***** Document *****

# Demonic Pather (or so he seems)



## karissa (Nov 2, 2006)

I have always said my cat was a little terror.  Well, I thought this cap was rather fitting for him.  He however, dissagreed.


----------



## sthvtsh (Nov 26, 2006)

I must say I'm really glad the shot was of your cat. Becuase I had a bad feeling it'd be of a pather with white eyes, and that'd be lame.

Anyway, your cat is so cute!! Or.. uh.. menacing.  =P


----------



## karissa (Nov 29, 2006)

lol.. thanks... I love that little devil....


----------



## oldnavy170 (Nov 30, 2006)

I am not a cat fan but I love this photo.  It is wayyyyy to funny!!!!


----------



## JimmyJaceyMom (Nov 30, 2006)

yes he looks less than amused!


----------



## astrostu (Dec 1, 2006)

I think if cats could roll their eyes, this cat would be doing so.


----------



## karissa (Dec 1, 2006)

He was less than amused....


----------



## Puscas (Dec 2, 2006)

oooooooooooh...he looks like our cat we had to leave behind in Europe...

cute pic!






pascal


----------



## karissa (Dec 3, 2006)

awwww.. you had to leave your cat!  How sad!


----------



## Puscas (Dec 3, 2006)

karissa said:
			
		

> awwww.. you had to leave your cat!  How sad!



2 cats..., but I'll be seeing them next month..






pascal


----------



## neea (Dec 3, 2006)

If I put anything like this on my cats they'd be up and down the walls in a heart beat.
He seems pretty relaxed for being slightly irritated and un-amused


----------



## bla (Dec 5, 2006)

***** Recorded data *****

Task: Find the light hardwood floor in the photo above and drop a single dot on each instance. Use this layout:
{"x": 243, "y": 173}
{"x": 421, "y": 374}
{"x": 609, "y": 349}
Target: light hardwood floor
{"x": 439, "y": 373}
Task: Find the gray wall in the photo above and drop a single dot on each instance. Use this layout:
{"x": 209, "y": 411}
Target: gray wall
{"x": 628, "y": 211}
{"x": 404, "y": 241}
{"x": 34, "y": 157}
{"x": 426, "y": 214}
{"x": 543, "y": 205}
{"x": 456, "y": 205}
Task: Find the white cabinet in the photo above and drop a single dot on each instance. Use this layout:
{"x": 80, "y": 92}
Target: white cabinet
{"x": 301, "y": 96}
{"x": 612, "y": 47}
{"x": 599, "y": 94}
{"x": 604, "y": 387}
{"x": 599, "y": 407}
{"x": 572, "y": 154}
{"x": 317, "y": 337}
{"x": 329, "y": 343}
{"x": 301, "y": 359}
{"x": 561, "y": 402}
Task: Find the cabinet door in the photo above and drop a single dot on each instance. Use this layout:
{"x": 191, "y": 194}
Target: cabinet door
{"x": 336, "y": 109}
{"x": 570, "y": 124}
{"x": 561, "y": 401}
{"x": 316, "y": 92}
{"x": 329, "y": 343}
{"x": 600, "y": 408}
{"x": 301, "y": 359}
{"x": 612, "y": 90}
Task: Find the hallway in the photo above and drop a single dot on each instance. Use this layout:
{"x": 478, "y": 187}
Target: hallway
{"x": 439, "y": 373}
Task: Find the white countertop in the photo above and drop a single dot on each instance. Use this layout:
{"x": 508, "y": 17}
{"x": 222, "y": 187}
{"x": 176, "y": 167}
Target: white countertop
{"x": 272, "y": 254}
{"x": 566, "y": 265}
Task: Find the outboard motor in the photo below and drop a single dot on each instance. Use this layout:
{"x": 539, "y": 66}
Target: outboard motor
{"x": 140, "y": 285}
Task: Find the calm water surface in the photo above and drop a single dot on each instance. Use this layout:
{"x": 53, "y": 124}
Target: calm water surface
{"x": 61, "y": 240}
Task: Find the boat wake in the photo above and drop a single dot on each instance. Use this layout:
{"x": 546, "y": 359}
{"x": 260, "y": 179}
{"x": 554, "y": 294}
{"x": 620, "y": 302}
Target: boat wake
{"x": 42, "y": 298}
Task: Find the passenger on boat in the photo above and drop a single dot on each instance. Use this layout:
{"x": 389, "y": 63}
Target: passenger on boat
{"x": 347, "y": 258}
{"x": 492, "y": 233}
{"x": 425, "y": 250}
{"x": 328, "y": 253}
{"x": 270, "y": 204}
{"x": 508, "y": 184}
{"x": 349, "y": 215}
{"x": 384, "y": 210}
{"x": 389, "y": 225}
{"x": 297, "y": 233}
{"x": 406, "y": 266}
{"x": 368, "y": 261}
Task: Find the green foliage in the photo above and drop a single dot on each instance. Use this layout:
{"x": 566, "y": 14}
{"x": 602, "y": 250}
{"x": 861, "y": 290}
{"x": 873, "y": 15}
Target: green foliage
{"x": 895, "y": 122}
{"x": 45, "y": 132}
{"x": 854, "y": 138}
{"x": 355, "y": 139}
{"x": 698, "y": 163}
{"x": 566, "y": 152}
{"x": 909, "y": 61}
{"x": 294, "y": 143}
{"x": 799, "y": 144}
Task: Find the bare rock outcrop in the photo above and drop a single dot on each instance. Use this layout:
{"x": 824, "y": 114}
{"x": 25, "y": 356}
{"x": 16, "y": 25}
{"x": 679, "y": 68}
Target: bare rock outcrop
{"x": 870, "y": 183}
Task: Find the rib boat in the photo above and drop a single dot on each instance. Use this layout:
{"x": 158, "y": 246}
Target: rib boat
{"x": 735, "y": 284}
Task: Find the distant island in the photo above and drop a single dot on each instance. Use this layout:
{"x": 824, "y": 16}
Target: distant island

*****

* Task instructions
1. In the forum thread, how many cats does Puscas say were left behind?
2. Reproduce the stretch of the rows from the line containing "Task: Find the rib" through the end of the rows, both ends included.

* The answers
1. Two cats.

2.
Task: Find the rib boat in the photo above and drop a single dot on each instance. Use this layout:
{"x": 158, "y": 246}
Target: rib boat
{"x": 735, "y": 284}
Task: Find the distant island in the photo above and drop a single dot on each instance. Use this layout:
{"x": 824, "y": 16}
Target: distant island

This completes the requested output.